◆ TASK DETAILS:
Could you copy each of the records below line for line, keeping every character unchanged?

◆ SOURCE RECORDS:
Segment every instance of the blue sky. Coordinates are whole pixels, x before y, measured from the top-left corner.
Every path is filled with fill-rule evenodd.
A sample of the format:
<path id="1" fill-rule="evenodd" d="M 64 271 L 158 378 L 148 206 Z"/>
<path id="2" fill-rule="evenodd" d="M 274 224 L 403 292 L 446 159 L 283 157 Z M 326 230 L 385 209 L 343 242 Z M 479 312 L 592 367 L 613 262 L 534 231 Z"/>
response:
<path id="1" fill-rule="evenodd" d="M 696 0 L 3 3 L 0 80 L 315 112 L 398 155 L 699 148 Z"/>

◆ TASK ANSWER:
Segment every instance of the blue sky. Coordinates are whole pixels, x before y, measured from the top-left corner.
Every path is filled with fill-rule evenodd.
A sample of the format:
<path id="1" fill-rule="evenodd" d="M 64 271 L 158 378 L 148 206 Z"/>
<path id="2" fill-rule="evenodd" d="M 274 224 L 403 292 L 446 159 L 283 157 Z M 326 230 L 385 209 L 343 242 Z M 479 312 L 592 367 L 613 262 L 534 231 Z"/>
response:
<path id="1" fill-rule="evenodd" d="M 696 0 L 3 3 L 0 80 L 315 112 L 398 155 L 699 148 Z"/>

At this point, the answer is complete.